┌─ PROVIDED DATA

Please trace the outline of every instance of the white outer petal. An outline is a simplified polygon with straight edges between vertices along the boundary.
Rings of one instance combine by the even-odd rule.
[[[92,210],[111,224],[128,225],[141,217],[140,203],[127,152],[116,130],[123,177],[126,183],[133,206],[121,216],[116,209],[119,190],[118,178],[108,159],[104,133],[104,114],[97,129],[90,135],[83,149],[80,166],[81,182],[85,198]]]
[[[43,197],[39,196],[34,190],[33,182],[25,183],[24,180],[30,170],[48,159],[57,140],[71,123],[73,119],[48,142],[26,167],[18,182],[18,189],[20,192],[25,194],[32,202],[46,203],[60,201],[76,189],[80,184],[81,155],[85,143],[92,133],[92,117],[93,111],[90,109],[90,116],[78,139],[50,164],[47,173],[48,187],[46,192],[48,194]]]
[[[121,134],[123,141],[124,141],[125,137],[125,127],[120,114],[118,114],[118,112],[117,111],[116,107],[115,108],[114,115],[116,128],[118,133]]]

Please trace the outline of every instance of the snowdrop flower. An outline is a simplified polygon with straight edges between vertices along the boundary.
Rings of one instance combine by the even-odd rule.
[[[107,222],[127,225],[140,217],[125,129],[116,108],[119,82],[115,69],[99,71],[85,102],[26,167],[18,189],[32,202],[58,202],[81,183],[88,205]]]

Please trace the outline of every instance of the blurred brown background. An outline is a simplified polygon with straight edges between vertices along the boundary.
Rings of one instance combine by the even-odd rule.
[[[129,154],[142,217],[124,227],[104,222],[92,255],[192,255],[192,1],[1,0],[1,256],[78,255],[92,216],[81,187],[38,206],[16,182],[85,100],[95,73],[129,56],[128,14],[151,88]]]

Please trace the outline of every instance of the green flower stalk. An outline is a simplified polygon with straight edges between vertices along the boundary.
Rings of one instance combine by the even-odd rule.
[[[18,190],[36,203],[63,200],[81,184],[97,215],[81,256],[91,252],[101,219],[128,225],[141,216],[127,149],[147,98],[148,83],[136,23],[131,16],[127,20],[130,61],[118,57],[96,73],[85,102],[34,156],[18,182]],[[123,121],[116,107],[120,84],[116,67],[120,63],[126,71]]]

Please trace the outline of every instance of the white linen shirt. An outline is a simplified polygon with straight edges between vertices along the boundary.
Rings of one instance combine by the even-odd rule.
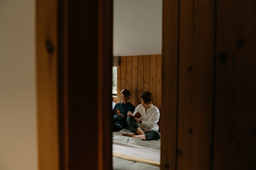
[[[137,124],[144,132],[152,130],[158,130],[159,126],[156,124],[158,122],[160,116],[159,110],[157,107],[152,104],[150,107],[147,109],[146,113],[145,108],[141,104],[135,108],[133,114],[134,115],[137,112],[140,112],[142,117],[140,119],[142,120],[141,123],[137,122]]]

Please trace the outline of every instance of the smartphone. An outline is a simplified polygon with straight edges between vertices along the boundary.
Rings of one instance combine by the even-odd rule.
[[[112,112],[113,112],[113,115],[114,115],[115,114],[115,112],[114,111],[117,111],[117,110],[116,109],[112,109]]]

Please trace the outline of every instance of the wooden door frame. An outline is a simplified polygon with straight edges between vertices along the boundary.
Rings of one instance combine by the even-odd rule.
[[[177,159],[179,2],[163,0],[163,3],[162,93],[172,95],[170,98],[170,96],[162,95],[161,169],[175,169]],[[36,1],[37,122],[40,170],[69,169],[68,44],[67,35],[69,2],[68,0],[48,0],[40,1],[40,3],[39,1]],[[112,33],[113,2],[112,0],[99,0],[98,2],[97,48],[99,52],[97,76],[100,85],[98,93],[109,95],[107,100],[109,100],[110,103],[109,106],[108,102],[99,105],[98,112],[100,113],[109,108],[110,111],[112,101],[109,88],[111,81],[106,77],[109,77],[111,72],[112,58],[106,57],[112,53],[112,34],[110,33]],[[63,15],[63,18],[59,17],[60,14]],[[60,29],[61,25],[63,27]],[[109,45],[105,45],[108,44]],[[107,85],[104,85],[103,81]],[[61,83],[63,85],[60,86]],[[170,107],[170,103],[172,103]],[[58,113],[60,112],[64,114],[60,115]],[[100,118],[97,121],[99,125],[97,128],[99,145],[95,149],[98,152],[96,162],[100,163],[98,168],[103,169],[112,166],[112,136],[106,135],[112,129],[111,125],[106,123],[100,116],[99,115]],[[110,117],[108,119],[110,120]],[[95,162],[95,160],[91,161]]]

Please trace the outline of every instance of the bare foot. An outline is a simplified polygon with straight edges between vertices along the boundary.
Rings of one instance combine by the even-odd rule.
[[[129,136],[129,137],[132,137],[133,135],[135,135],[135,133],[126,133],[126,132],[124,132],[123,133],[122,133],[122,134],[121,134],[121,135],[123,135],[124,136]]]

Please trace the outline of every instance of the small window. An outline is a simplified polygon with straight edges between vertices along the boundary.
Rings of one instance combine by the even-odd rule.
[[[112,67],[112,95],[117,94],[117,67]]]

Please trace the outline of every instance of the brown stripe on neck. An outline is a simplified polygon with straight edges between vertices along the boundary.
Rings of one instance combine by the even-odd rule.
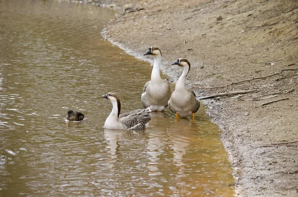
[[[121,109],[121,103],[120,103],[120,99],[117,97],[117,106],[118,107],[118,118],[119,118],[119,115],[120,114],[120,110]]]

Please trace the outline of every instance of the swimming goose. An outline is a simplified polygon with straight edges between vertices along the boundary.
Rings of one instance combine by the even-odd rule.
[[[82,121],[85,116],[82,113],[70,110],[67,112],[66,119],[70,121]]]
[[[186,59],[179,58],[177,62],[172,64],[172,65],[175,65],[182,67],[183,71],[168,103],[169,108],[175,113],[176,120],[178,120],[179,115],[187,116],[192,114],[194,122],[195,113],[200,107],[200,101],[197,98],[195,92],[187,88],[184,84],[185,77],[190,69],[190,63]]]
[[[149,107],[152,111],[162,111],[168,106],[171,97],[171,89],[169,82],[160,77],[159,69],[161,64],[161,52],[156,47],[149,47],[144,54],[151,55],[154,58],[154,65],[151,80],[144,86],[141,101],[144,107]]]
[[[121,105],[117,94],[109,92],[102,97],[109,100],[113,105],[113,109],[104,123],[104,128],[110,130],[141,130],[148,127],[151,120],[150,108],[139,109],[122,115]]]

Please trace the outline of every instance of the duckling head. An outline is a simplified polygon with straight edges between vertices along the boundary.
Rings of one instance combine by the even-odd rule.
[[[153,56],[161,56],[161,52],[157,47],[150,47],[148,49],[148,51],[144,54],[144,56],[147,55],[152,55]]]
[[[69,119],[71,116],[74,116],[74,113],[73,110],[70,110],[67,112],[67,116],[66,117],[67,119]]]

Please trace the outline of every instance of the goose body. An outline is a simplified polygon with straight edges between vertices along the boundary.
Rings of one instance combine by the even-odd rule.
[[[138,109],[120,115],[121,105],[118,96],[109,92],[102,96],[113,105],[113,109],[104,123],[104,128],[111,130],[141,130],[148,126],[151,120],[150,108]]]
[[[185,87],[185,77],[190,69],[190,63],[185,59],[179,58],[172,64],[174,65],[182,67],[183,72],[168,101],[169,108],[172,112],[175,114],[177,119],[179,115],[185,117],[192,114],[193,121],[195,113],[200,107],[200,101],[193,91]]]
[[[67,112],[66,119],[70,121],[82,121],[85,116],[82,113],[70,110]]]
[[[144,55],[151,55],[154,57],[154,65],[151,73],[151,80],[144,86],[141,101],[144,108],[150,108],[152,111],[162,111],[168,106],[171,97],[170,84],[160,77],[161,52],[157,48],[149,47]]]

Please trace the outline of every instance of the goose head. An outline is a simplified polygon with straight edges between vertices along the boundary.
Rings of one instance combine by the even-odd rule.
[[[147,55],[152,55],[153,56],[161,56],[161,52],[157,47],[150,47],[148,49],[148,51],[144,54],[144,56]]]
[[[190,69],[190,63],[188,62],[188,60],[186,59],[185,58],[178,58],[177,60],[177,61],[175,62],[172,65],[178,65],[180,67],[182,67],[183,68],[183,70],[185,69],[187,71],[187,74],[189,72],[189,70]]]
[[[67,119],[69,119],[71,116],[74,116],[74,113],[73,110],[70,110],[67,112],[67,116],[66,117]]]
[[[113,108],[114,107],[117,108],[117,115],[119,118],[119,114],[120,114],[120,110],[121,109],[121,104],[120,103],[120,99],[118,97],[117,94],[113,92],[109,92],[107,94],[105,94],[104,95],[102,95],[102,97],[105,98],[112,104],[113,104]]]

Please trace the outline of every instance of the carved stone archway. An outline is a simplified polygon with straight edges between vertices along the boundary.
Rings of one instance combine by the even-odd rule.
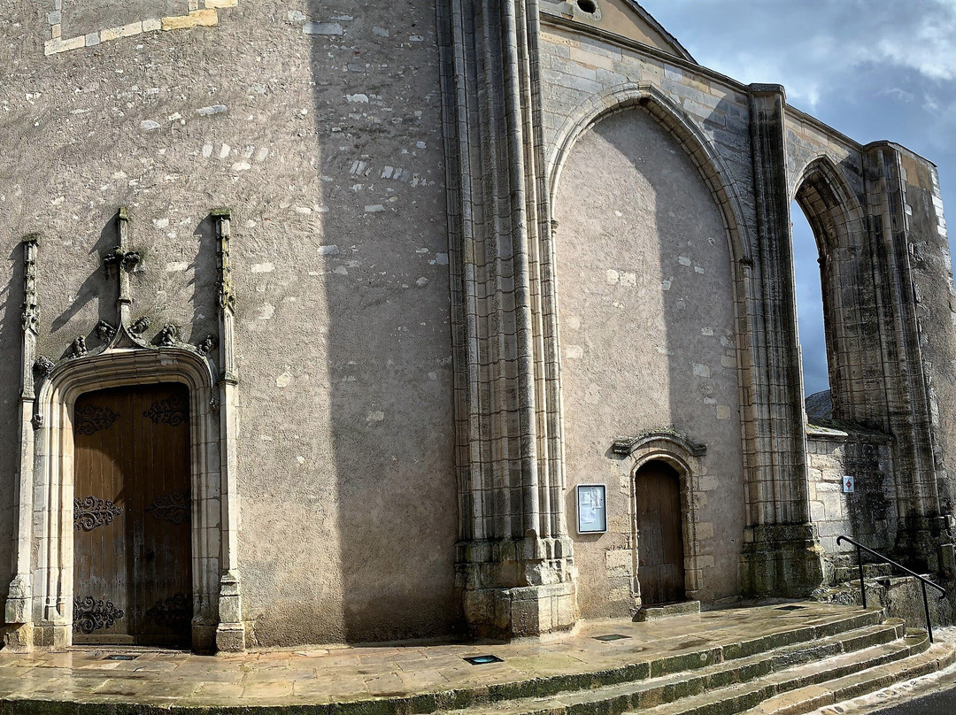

└─

Can you write out the rows again, starting at the one containing "Please trace the outline of every instance of the goose head." and ending at the last row, both included and requests kept, with every vertex coordinate in the outlines scaled by 0.9 and rounded to a whole number, halves going up? Leave the pictures out of your answer.

Please trace the outline of every instance of the goose head. An outline is a simplified polygon with straight edges between vertices along the boundary.
Rings of one instance combine by the even-odd rule.
[[[132,50],[137,50],[138,50],[145,50],[145,47],[141,42],[135,42],[133,44],[133,46],[130,49],[130,50]]]
[[[171,62],[171,57],[169,56],[169,54],[167,53],[167,52],[160,52],[159,54],[159,55],[158,56],[155,59],[160,59],[162,60],[164,60],[165,61],[165,63],[167,62],[168,64],[168,67],[170,65],[170,63]]]
[[[60,107],[62,107],[64,104],[67,104],[67,102],[66,99],[63,99],[60,101],[60,104],[59,105]]]
[[[102,97],[103,96],[105,97],[105,104],[107,106],[107,103],[108,103],[108,99],[109,98],[109,94],[108,93],[108,89],[106,87],[105,85],[102,83],[98,83],[96,85],[95,85],[94,86],[92,86],[92,87],[95,88],[101,94],[102,94]]]

Please trace the outline of every instance of the carved stone archway. An outline is a simplified polygon with straight edges between vertices along the boundary.
Rings of one instance combine by the even-odd rule.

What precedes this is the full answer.